** Excerpted text follows **
Call it Mitt Romney’s revenge.
With less than three months left before Election Day, some prominent Republicans are banking on a long-shot candidate to bring down Donald Trump—one who happens to be a Wharton educated Utah native and a Mormon missionary.
Don’t expect Evan McMullin, who is also a former CIA counterterrorism officer and chief policy director of the House Republican Conference, to get jammed up on basic constitutional questions. He won’t be grousing aloud about our national hesitance to deploying nuclear weapons on a whim or hurling brickbats at Republican leaders. It’s doubtful that McMullin has ever filed bankruptcy and likely has no headline-grabbing, message-derailing personal baggage.
Republican consultant Rick Wilson, who eviscerated Trump in a weekend opinion column published in the New York Daily News, has teamed up with Florida-based pollster and operative Joel Searby to head up McMullin’s campaign staff.
“A growing number of Americans are coming to the realization that Trump is more than just a political train wreck,” Wilson wrote. “He’s a real threat to the nation…”
McMullin, he believes, is the answer Republicans have been waiting for. Wilson readily admits that it will be an “uphill battle,” but said there is a strategy is get McMullin on the ballot in a broad number of states and said that if necessary, the campaign will take matters to court to do so. Americans should have a choice between “crazy” and “corrupt,” said Wilson, referring to Trump and Hillary Clinton.
** End of Excerpted text **
Set down the passage of the Evan McMullin article starting with "Don’t expect Evan" and going on through "McMullin’s campaign staff.", word for word.
** The data follows **
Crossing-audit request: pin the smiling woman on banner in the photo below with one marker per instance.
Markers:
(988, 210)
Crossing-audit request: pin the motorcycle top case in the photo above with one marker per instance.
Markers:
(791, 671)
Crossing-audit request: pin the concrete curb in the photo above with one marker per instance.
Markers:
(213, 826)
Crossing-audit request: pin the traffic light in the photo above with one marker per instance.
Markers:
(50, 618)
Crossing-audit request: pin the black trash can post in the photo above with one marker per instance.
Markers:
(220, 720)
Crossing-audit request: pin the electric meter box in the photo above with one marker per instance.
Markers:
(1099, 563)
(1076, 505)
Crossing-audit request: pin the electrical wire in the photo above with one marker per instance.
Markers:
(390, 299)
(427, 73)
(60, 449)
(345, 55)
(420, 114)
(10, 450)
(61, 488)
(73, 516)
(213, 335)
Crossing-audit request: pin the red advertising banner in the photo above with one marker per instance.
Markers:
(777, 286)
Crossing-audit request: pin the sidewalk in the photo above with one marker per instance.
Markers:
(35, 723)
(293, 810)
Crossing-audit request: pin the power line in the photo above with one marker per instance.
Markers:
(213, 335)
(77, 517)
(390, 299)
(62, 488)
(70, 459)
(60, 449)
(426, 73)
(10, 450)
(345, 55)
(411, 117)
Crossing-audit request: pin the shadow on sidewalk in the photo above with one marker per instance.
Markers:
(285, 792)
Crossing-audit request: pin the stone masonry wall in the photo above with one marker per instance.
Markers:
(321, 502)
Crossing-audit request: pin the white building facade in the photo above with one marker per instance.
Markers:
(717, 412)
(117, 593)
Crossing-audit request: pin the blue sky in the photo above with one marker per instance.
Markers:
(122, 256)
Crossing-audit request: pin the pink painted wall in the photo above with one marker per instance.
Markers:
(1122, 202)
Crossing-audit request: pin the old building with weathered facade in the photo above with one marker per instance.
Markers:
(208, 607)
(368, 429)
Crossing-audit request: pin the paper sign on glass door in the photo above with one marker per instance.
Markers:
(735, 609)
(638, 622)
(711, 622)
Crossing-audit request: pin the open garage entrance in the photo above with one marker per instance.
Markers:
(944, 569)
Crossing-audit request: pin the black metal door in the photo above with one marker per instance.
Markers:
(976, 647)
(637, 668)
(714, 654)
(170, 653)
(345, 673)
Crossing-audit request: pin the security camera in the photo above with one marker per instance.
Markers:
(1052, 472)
** End of The data **
Response:
Don’t expect Evan McMullin, who is also a former CIA counterterrorism officer and chief policy director of the House Republican Conference, to get jammed up on basic constitutional questions. He won’t be grousing aloud about our national hesitance to deploying nuclear weapons on a whim or hurling brickbats at Republican leaders. It’s doubtful that McMullin has ever filed bankruptcy and likely has no headline-grabbing, message-derailing personal baggage.
Republican consultant Rick Wilson, who eviscerated Trump in a weekend opinion column published in the New York Daily News, has teamed up with Florida-based pollster and operative Joel Searby to head up McMullin’s campaign staff.